▸ **Try it**:
Would you reproduce the listing exactly, leaving nothing out?

Source data: Begin

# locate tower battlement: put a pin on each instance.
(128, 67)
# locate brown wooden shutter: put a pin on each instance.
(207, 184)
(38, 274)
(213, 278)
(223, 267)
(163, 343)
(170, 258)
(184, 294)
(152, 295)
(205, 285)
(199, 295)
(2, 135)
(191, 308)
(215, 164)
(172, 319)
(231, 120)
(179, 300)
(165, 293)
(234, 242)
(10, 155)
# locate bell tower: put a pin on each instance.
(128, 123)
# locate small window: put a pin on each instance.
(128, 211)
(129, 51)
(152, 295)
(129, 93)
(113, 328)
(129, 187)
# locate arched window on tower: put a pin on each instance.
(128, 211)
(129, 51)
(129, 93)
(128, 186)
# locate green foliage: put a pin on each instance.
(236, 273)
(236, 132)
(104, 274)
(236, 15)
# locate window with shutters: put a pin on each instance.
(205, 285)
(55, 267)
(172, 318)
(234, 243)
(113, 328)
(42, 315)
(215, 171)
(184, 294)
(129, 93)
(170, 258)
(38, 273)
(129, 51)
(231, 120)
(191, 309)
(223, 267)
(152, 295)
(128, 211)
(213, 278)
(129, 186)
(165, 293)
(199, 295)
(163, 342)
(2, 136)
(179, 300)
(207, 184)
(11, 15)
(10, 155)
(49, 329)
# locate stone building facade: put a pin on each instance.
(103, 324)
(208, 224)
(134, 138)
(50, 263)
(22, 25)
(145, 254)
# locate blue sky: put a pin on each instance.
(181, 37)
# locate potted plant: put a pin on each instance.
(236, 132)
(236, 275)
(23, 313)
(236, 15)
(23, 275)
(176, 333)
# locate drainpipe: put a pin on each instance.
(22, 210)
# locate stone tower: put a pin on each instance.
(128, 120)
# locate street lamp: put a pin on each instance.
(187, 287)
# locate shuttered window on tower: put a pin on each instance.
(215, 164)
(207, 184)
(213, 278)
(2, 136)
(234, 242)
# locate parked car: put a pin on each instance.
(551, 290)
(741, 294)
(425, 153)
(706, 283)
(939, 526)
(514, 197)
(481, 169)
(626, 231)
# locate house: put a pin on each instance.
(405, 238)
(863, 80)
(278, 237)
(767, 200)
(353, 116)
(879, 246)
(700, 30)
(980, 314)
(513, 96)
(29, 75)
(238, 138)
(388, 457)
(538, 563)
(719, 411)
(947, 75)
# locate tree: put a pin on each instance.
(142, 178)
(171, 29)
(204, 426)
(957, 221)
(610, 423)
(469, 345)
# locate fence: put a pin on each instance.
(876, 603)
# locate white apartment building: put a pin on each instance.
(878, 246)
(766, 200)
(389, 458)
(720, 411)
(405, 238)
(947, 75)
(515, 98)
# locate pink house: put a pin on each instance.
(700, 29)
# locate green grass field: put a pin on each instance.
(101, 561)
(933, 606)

Source data: End

▸ **Task solution**:
# locate tower battlement: put a pin on each instance.
(128, 67)
# locate brown wooden shutter: put a pin on each instance.
(207, 184)
(38, 274)
(213, 278)
(223, 267)
(163, 343)
(170, 258)
(184, 294)
(152, 295)
(205, 285)
(199, 295)
(2, 135)
(191, 308)
(215, 164)
(172, 319)
(231, 120)
(179, 300)
(165, 293)
(234, 242)
(10, 155)
# locate bell tower: put a pin on each instance.
(128, 123)
# locate small window: put a pin on each instance.
(128, 211)
(129, 51)
(152, 295)
(129, 93)
(113, 328)
(129, 187)
# locate arched window on tower: put a pin on each instance.
(128, 211)
(129, 51)
(129, 93)
(128, 186)
# locate green foliage: put a pin on each instance.
(236, 273)
(236, 132)
(104, 274)
(236, 15)
# locate window with shutters: put a pin on each instance.
(205, 285)
(55, 267)
(172, 318)
(234, 243)
(113, 328)
(42, 315)
(215, 171)
(184, 294)
(129, 93)
(170, 258)
(38, 273)
(129, 51)
(231, 120)
(191, 309)
(223, 267)
(152, 295)
(128, 211)
(213, 278)
(129, 186)
(165, 293)
(199, 295)
(163, 342)
(2, 136)
(179, 300)
(207, 184)
(11, 15)
(10, 155)
(49, 329)
# locate stone building facade: put a pin on each instance.
(103, 324)
(208, 224)
(134, 138)
(50, 263)
(22, 25)
(145, 254)
# locate blue sky: put a pin on each instance.
(181, 37)
# locate potted plant: put a pin on each instance.
(236, 132)
(236, 275)
(23, 313)
(236, 15)
(23, 275)
(176, 333)
# locate drainpipe: put a pin on each instance.
(22, 210)
# locate stone tower: put a pin on each instance.
(128, 120)
# locate street lamp: put a pin on each instance.
(187, 287)
# locate shuttered window on tower: put a pin on each instance.
(215, 164)
(207, 184)
(213, 278)
(2, 136)
(234, 242)
# locate parked car: put a pin on each instance.
(551, 290)
(741, 294)
(425, 153)
(706, 283)
(939, 526)
(514, 197)
(481, 169)
(626, 231)
# locate house: put a pin on each instance.
(405, 238)
(863, 80)
(278, 237)
(767, 200)
(353, 116)
(879, 246)
(700, 30)
(980, 314)
(513, 96)
(29, 75)
(238, 138)
(388, 457)
(538, 563)
(719, 411)
(947, 75)
# locate tree: put a pin on each instance.
(142, 178)
(171, 29)
(204, 426)
(957, 221)
(610, 423)
(469, 345)
# locate fence: put a pin on each instance.
(876, 603)
# locate white apartment building: put a pin on each instance.
(878, 246)
(766, 200)
(389, 458)
(720, 411)
(405, 238)
(947, 75)
(515, 98)
# locate pink house: put a pin on each instance.
(700, 29)
# locate green grass field: put a pin on each instance.
(101, 561)
(933, 606)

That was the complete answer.